[[ DATASET ENTRIES, beginning ]]
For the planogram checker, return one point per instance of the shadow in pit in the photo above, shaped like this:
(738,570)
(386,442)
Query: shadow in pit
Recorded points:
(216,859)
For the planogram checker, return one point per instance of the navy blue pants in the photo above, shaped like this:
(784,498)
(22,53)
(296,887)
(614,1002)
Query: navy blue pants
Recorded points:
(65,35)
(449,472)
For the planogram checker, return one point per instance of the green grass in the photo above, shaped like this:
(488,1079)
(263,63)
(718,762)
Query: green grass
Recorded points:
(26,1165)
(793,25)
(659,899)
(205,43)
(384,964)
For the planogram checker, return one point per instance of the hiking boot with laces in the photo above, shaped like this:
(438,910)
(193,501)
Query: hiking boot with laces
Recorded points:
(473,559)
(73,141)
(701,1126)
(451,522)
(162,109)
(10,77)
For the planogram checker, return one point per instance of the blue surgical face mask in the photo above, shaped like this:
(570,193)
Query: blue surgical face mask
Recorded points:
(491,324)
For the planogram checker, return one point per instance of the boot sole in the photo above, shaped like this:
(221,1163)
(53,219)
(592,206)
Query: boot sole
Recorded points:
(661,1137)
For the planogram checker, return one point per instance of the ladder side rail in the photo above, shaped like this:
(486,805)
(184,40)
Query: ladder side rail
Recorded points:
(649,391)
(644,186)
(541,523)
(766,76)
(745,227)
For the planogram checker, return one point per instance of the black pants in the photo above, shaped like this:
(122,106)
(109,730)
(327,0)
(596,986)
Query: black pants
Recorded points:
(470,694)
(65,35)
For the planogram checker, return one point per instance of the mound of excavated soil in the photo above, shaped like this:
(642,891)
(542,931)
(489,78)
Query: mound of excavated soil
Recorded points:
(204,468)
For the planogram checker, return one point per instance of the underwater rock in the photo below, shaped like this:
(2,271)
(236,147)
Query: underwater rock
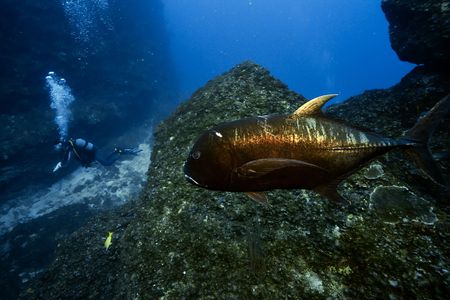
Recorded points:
(374,171)
(123,93)
(397,203)
(180,241)
(420,30)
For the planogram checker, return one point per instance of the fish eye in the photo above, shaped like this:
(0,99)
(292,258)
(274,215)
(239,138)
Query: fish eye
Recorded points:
(196,155)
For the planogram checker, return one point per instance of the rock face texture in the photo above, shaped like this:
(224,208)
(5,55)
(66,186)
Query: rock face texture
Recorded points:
(111,73)
(420,30)
(180,241)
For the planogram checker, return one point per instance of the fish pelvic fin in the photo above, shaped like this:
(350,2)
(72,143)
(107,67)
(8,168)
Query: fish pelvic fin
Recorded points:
(313,107)
(420,134)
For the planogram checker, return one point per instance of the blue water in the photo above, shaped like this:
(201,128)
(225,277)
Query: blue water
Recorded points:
(314,46)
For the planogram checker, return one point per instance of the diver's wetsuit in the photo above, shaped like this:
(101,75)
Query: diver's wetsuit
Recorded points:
(85,152)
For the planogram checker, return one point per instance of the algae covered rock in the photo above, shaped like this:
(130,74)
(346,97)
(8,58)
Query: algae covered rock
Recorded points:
(181,241)
(420,30)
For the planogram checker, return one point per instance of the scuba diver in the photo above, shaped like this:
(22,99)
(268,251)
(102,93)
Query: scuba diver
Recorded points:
(86,153)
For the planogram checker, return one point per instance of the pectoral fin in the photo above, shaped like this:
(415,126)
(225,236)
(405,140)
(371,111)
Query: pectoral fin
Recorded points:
(261,167)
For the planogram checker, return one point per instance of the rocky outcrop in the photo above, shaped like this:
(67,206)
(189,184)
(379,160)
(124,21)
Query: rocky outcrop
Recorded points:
(180,241)
(112,75)
(420,30)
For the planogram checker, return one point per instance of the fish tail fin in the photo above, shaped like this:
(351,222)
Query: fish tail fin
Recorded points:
(419,135)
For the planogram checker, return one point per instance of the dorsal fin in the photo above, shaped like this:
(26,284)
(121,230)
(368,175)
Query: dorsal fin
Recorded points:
(313,107)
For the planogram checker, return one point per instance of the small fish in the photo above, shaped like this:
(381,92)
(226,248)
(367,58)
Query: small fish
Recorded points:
(108,240)
(303,150)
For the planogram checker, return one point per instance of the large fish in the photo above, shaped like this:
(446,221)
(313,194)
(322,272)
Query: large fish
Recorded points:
(303,150)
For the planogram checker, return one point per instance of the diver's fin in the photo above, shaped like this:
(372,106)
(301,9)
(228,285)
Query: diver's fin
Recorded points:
(313,107)
(259,197)
(420,135)
(261,167)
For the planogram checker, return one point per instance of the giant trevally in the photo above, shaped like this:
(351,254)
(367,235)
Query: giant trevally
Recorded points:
(304,150)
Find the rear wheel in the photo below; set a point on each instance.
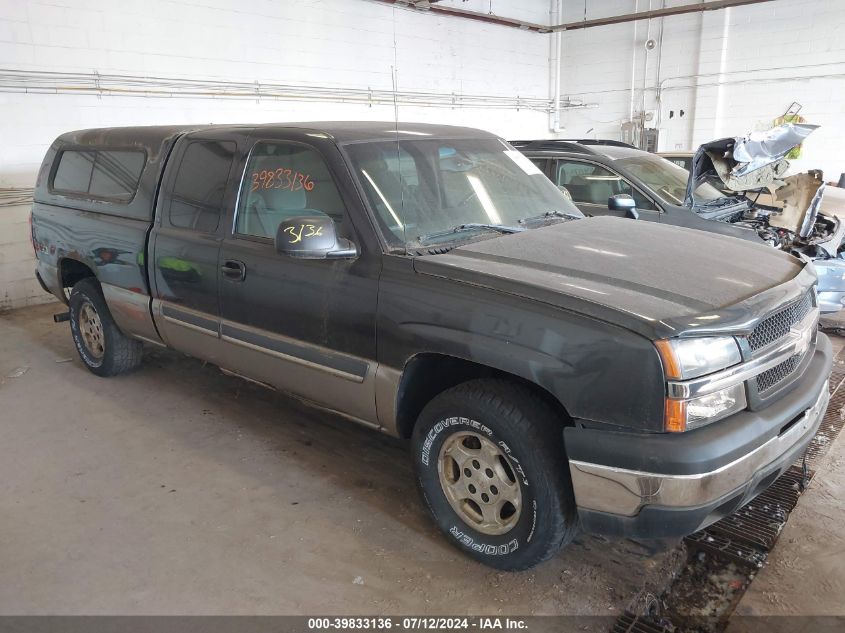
(104, 349)
(491, 467)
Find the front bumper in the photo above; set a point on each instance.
(697, 477)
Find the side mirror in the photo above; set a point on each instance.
(624, 202)
(312, 237)
(565, 192)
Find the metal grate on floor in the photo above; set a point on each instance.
(630, 623)
(746, 536)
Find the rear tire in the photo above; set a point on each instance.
(104, 349)
(492, 469)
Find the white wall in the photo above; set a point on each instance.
(331, 43)
(713, 67)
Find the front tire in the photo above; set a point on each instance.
(492, 469)
(104, 349)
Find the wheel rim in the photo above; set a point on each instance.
(479, 483)
(91, 329)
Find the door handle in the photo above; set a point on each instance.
(234, 270)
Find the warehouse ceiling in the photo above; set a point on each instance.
(436, 7)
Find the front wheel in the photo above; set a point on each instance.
(491, 467)
(104, 349)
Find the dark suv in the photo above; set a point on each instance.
(596, 173)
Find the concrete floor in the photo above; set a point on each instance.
(178, 490)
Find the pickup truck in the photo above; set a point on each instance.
(550, 371)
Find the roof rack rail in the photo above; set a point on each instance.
(569, 145)
(553, 145)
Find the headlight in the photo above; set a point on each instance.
(685, 415)
(685, 358)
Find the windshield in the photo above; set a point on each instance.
(423, 189)
(666, 179)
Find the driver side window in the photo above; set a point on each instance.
(588, 183)
(284, 180)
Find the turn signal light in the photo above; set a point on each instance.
(675, 416)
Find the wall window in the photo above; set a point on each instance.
(200, 184)
(110, 174)
(284, 180)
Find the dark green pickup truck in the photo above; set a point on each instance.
(550, 371)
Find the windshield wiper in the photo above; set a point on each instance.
(501, 228)
(551, 214)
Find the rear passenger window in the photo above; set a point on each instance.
(590, 184)
(283, 180)
(112, 174)
(197, 198)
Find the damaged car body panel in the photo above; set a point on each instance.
(735, 186)
(788, 212)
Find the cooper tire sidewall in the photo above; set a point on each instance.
(77, 301)
(426, 457)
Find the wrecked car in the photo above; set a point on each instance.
(754, 200)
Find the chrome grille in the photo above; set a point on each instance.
(778, 373)
(776, 326)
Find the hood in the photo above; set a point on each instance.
(753, 161)
(655, 279)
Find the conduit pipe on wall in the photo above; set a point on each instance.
(556, 65)
(39, 82)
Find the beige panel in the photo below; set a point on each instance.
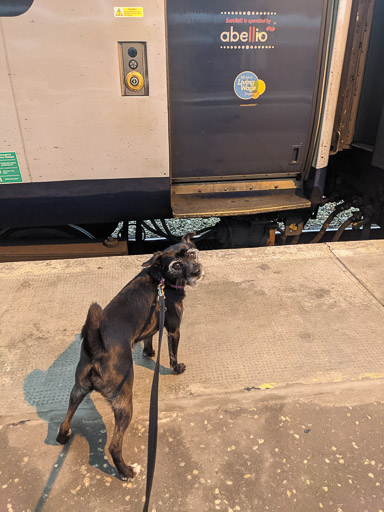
[[ DATASET ENTRIES, end ]]
ABOUT THIS EXERCISE:
Provide the count of lines above that contain "covered", without any other words.

SOLUTION TO THIS PROBLEM:
2